The Fifth Environment Action Programme

The Fifth Action Programme was adopted in February 1993 and was applicable during the period 1993—2000. Its adoption took place almost one year after signature of the Treaty of Maastricht. Through this Treaty, the Community showed its increased interest and role in environmental protection in a broad sense.

The title of the Fifth Action Programme was ‘Towards Sustainability’.[1] [2] The concrete meaning of achieving sustainability was optimum reuse and recycling to avoid waste and prevent depletion of natural resources. Also sought were rationalisation of the production and use of energy, and finally a change in society’s consumption and behaviour patterns.

This programme differed in several ways from previous ones. For example, it directly addressed activities that exhaust natural resources and damage the environment instead of waiting until the problem arose; sought changes in current developments and practices that could negatively affect the environment; and aspired to achieve such behavioural changes through engaging all sectors of society in a spirit of shared responsibility. The Programme often refers to the concept of shared responsibility (between the public administration, public and private corporations, and the public) and to the principle of subsidiarity.

□ □ □ □ □

* [Activity list]
(a) Retype the passage on the Fifth Environment Action Programme from "The Fifth Environment" up to and including "and behaviour patterns.".
(b) Do the following statements agree with the passage on the Fifth Environment Action Programme? Answer yes or no for each and quote the words that decide it. (i) The Fifth Action Programme was adopted in February 1993. (ii) The programme was adopted before the Treaty of Maastricht was signed. (iii) The programme was titled ‘Towards Sustainability’.
(c) Carry on the passage on the Fifth Environment Action Programme from its last sentence.

□ □ □ □ □

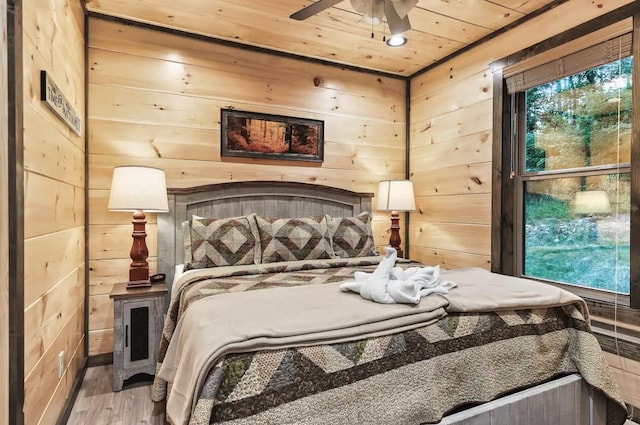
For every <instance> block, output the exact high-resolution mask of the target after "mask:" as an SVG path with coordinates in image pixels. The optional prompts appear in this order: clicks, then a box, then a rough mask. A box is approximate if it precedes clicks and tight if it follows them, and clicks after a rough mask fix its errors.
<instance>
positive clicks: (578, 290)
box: [492, 33, 640, 303]
mask: <svg viewBox="0 0 640 425" xmlns="http://www.w3.org/2000/svg"><path fill="white" fill-rule="evenodd" d="M631 39H632V35H631V33H629V34H626V35H622V36H618V37H614V38H612V39H610V40H608V41H606V42H604V43H600V44H598V45H596V46H591V47H588V48H585V49H582V50H579V51H577V52H575V53H571V54H568V55H564V56H563V57H560V58H557V59H555V60H552V61H548V62H547V63H544V64H541V65H540V64H537V65H536V66H533V67H531V68H530V69H526V70H524V71H510V70H509V69H506V70H505V73H504V76H505V77H506V78H505V80H504V82H505V83H506V84H505V85H506V93H505V94H504V96H503V98H502V105H501V109H502V111H503V113H504V116H503V120H502V146H501V148H502V151H501V156H500V162H501V164H500V166H501V169H502V174H501V176H500V182H501V184H499V186H500V188H499V197H498V198H499V202H500V203H499V205H498V206H499V208H500V209H501V214H500V215H494V220H495V217H498V218H499V219H500V222H497V223H496V222H495V221H494V227H495V226H498V229H497V230H495V231H494V242H496V241H498V242H499V243H498V245H499V247H500V248H499V249H500V250H501V251H500V253H496V250H495V249H494V251H493V254H492V256H493V257H494V258H492V263H493V262H494V261H495V258H497V257H496V256H497V255H500V256H501V257H500V258H499V260H498V261H497V263H499V264H500V268H499V269H496V268H495V267H494V271H500V272H506V273H508V274H514V275H516V276H526V277H531V278H535V279H541V280H545V281H551V282H555V283H559V284H563V285H568V286H569V287H570V288H573V289H572V290H573V291H574V292H577V293H579V294H580V295H583V296H587V297H588V298H592V299H603V300H607V299H611V298H612V297H618V296H622V297H627V298H626V300H627V301H626V302H627V303H628V302H629V298H628V296H629V295H630V294H631V292H632V289H633V288H632V286H633V285H632V284H631V276H632V274H633V272H632V270H637V269H638V267H637V266H636V265H634V264H632V261H631V258H632V252H634V250H633V249H632V248H633V247H632V240H633V238H632V236H631V234H632V230H631V227H632V223H633V222H634V219H632V208H631V205H632V203H631V199H632V194H633V193H635V191H638V190H640V188H637V187H634V185H633V183H632V181H633V179H632V173H633V172H634V171H633V170H632V153H631V152H632V139H633V138H632V134H633V133H632V125H631V123H632V121H633V117H632V112H633V109H632V90H633V82H632V73H633V67H634V63H633V62H634V61H633V57H632V56H631ZM516 68H523V67H522V66H519V67H516ZM494 161H495V157H494ZM494 193H495V188H494ZM495 207H496V205H495V204H494V208H495ZM634 214H635V213H634ZM495 235H498V236H495ZM496 237H497V239H496ZM636 261H637V260H636ZM634 263H635V261H634ZM632 299H633V297H632Z"/></svg>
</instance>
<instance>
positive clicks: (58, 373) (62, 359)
mask: <svg viewBox="0 0 640 425" xmlns="http://www.w3.org/2000/svg"><path fill="white" fill-rule="evenodd" d="M63 373H64V351H60V353H58V379H60V378H62V374H63Z"/></svg>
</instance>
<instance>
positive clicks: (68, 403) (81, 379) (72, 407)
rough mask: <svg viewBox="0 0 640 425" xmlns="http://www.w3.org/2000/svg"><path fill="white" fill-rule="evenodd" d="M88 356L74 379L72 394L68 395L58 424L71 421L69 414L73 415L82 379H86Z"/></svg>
mask: <svg viewBox="0 0 640 425" xmlns="http://www.w3.org/2000/svg"><path fill="white" fill-rule="evenodd" d="M87 363H88V362H87V358H86V357H85V359H84V360H83V361H82V366H81V367H80V371H79V372H78V376H76V379H75V381H73V387H72V388H71V394H69V397H67V401H65V403H64V407H63V408H62V412H60V416H58V421H57V422H56V425H65V424H66V423H67V422H68V421H69V416H71V412H72V411H73V405H74V404H75V403H76V398H78V393H80V388H82V381H84V375H85V373H86V372H87Z"/></svg>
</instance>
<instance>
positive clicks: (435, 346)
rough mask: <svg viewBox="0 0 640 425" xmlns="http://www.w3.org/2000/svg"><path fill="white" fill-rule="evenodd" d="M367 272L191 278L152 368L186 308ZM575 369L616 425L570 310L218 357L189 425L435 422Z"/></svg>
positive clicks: (327, 267) (497, 314) (611, 388)
mask: <svg viewBox="0 0 640 425" xmlns="http://www.w3.org/2000/svg"><path fill="white" fill-rule="evenodd" d="M376 265H377V260H376V261H373V264H368V265H367V264H366V263H365V264H364V265H358V266H355V267H354V266H349V267H346V266H344V265H342V266H340V265H338V267H323V268H306V269H305V267H304V266H302V267H300V266H299V265H298V266H295V267H293V268H295V269H297V270H292V269H291V268H289V270H288V271H286V270H285V269H279V270H277V271H272V272H271V273H261V274H255V275H254V274H248V275H242V276H224V277H223V276H221V277H218V278H216V279H202V280H199V281H195V282H192V283H190V284H189V285H186V286H185V287H183V289H181V291H180V294H179V295H178V296H174V297H173V299H174V302H172V305H171V306H170V311H169V314H168V317H167V323H166V324H165V333H166V339H165V338H163V341H164V344H161V352H160V353H161V355H160V358H159V361H160V362H161V361H162V358H163V350H166V344H168V340H170V335H171V330H172V327H174V324H175V321H177V320H178V318H179V312H182V311H184V309H185V308H187V307H188V305H189V303H190V302H193V301H195V300H197V299H201V298H202V297H205V296H210V295H215V294H217V293H221V292H225V291H234V290H255V289H265V288H269V287H272V286H283V285H299V284H305V283H310V282H313V283H321V282H325V283H329V282H336V281H341V280H345V279H349V278H350V276H352V273H353V271H354V270H363V271H372V270H373V269H375V267H376ZM172 310H173V312H172ZM575 372H579V373H581V374H582V376H583V377H584V378H585V380H586V381H587V382H588V383H590V384H591V385H593V386H594V387H596V388H599V389H600V390H601V391H603V392H604V393H605V395H607V396H608V398H607V400H608V401H607V424H609V425H621V424H623V423H624V421H625V418H626V410H625V407H624V403H623V402H622V401H621V397H620V395H619V392H618V389H617V387H616V385H615V383H614V382H612V380H611V376H610V372H609V370H608V366H607V362H606V360H605V359H604V357H603V354H602V351H601V349H600V346H599V344H598V342H597V340H596V339H595V337H594V336H593V335H592V334H591V331H590V329H589V325H588V323H586V322H585V320H584V318H583V317H582V315H581V313H580V311H579V310H578V309H577V308H576V307H575V306H573V305H568V306H564V307H552V308H545V309H535V310H531V309H523V310H511V311H499V312H486V313H464V314H462V313H449V314H448V315H447V316H445V317H444V318H442V319H440V320H439V321H437V322H435V323H432V324H430V325H428V326H425V327H422V328H418V329H414V330H410V331H405V332H401V333H396V334H393V335H389V336H383V337H376V338H367V339H363V340H358V341H352V342H347V343H340V344H333V345H316V346H310V347H301V348H288V349H279V350H263V351H258V352H249V353H238V354H231V355H227V356H226V357H224V358H223V359H221V360H220V361H219V362H218V363H217V364H216V365H215V366H214V367H213V368H212V370H211V371H209V373H208V377H207V379H206V381H205V384H204V386H203V388H201V389H200V391H199V397H198V399H197V405H196V408H195V410H194V411H193V412H192V414H191V419H190V424H194V425H206V424H209V423H215V424H226V425H258V424H260V425H263V424H292V425H293V424H296V425H305V424H308V425H315V424H365V423H366V424H381V425H382V424H384V425H394V424H396V425H406V424H416V425H417V424H423V423H424V424H427V423H437V422H438V421H439V420H440V419H441V418H442V417H443V416H444V415H446V414H447V413H450V412H452V411H455V410H460V409H462V408H466V407H469V406H471V405H474V404H478V403H483V402H487V401H490V400H492V399H495V398H497V397H499V396H501V395H504V394H507V393H509V392H513V391H516V390H519V389H522V388H526V387H529V386H533V385H537V384H539V383H542V382H545V381H547V380H550V379H553V378H555V377H558V376H561V375H564V374H569V373H575ZM165 390H166V385H165V383H164V382H162V381H161V380H159V379H156V382H155V383H154V390H153V399H154V400H155V401H160V400H162V399H163V398H164V396H165Z"/></svg>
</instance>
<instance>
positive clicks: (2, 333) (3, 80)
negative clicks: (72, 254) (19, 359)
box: [0, 0, 10, 425]
mask: <svg viewBox="0 0 640 425" xmlns="http://www.w3.org/2000/svg"><path fill="white" fill-rule="evenodd" d="M0 28H1V30H0V34H1V36H0V71H1V72H0V93H3V96H5V99H6V93H8V81H7V78H8V76H7V72H6V70H7V67H8V63H7V62H8V59H7V57H8V48H9V46H8V44H7V40H8V39H7V1H6V0H0ZM8 114H9V111H8V106H7V102H6V101H4V102H0V199H3V200H5V199H9V174H8V173H9V163H8V155H7V153H8V151H9V127H8V126H9V124H8V122H9V121H8ZM7 204H8V203H7V202H0V425H9V384H10V382H9V381H10V380H9V206H8V205H7Z"/></svg>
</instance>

□ □ □ □ □

* [Task-by-task results]
(a)
The Fifth Environment Action Programme

The Fifth Action Programme was adopted in February 1993 and was applicable during the period 1993—2000. Its adoption took place almost one year after signature of the Treaty of Maastricht. Through this Treaty, the Community showed its increased interest and role in environmental protection in a broad sense.

The title of the Fifth Action Programme was ‘Towards Sustainability’.[1] [2] The concrete meaning of achieving sustainability was optimum reuse and recycling to avoid waste and prevent depletion of natural resources. Also sought were rationalisation of the production and use of energy, and finally a change in society’s consumption and behaviour patterns.

(b)
(i) Yes: "The Fifth Action Programme was adopted in February 1993"
(ii) No: "Its adoption took place almost one year after signature of the Treaty of Maastricht"
(iii) Yes: "The title of the Fifth Action Programme was ‘Towards Sustainability’"

(c)
Unlike previous programmes, which almost exclusively relied upon legislative measures, the Fifth Action Programme presents four categories of instrument.

  • • Legislative instruments;
  • • Market-based instruments (internalisation of external costs with a view to drawing the attention of both the producers and consumers to responsible use of natural resources);
  • • Horizontal supporting instruments (training, information, development of cleaner technology);
  • • Financial supporting mechanisms (financial assistance to certain Member States).

The Programme was revised in 1998 in the light of, among other things, the requirements of Agenda 21 (the action programme adopted by the United Nations Conference on Environment and Development in Rio de Janeiro in 1992), the EU’s other international environmental obligations according to several international environmental agreements, and the requirements for adjustment of EU environmental legislation to the more stringent rules that Finland, Sweden, and Austria had set at the time of their accession to the European Union in 1995.®

  • [1] OJ [1993] C 138/11, para 2.
  • [2] Decision 2179/98/EC by the European Parliament and the Council on a Review of the EuropeanCommunity Action Programme for the Environment and a Sustainable Development called ‘Towardsa Sustainable Development’ [1998] OJ L 257/1.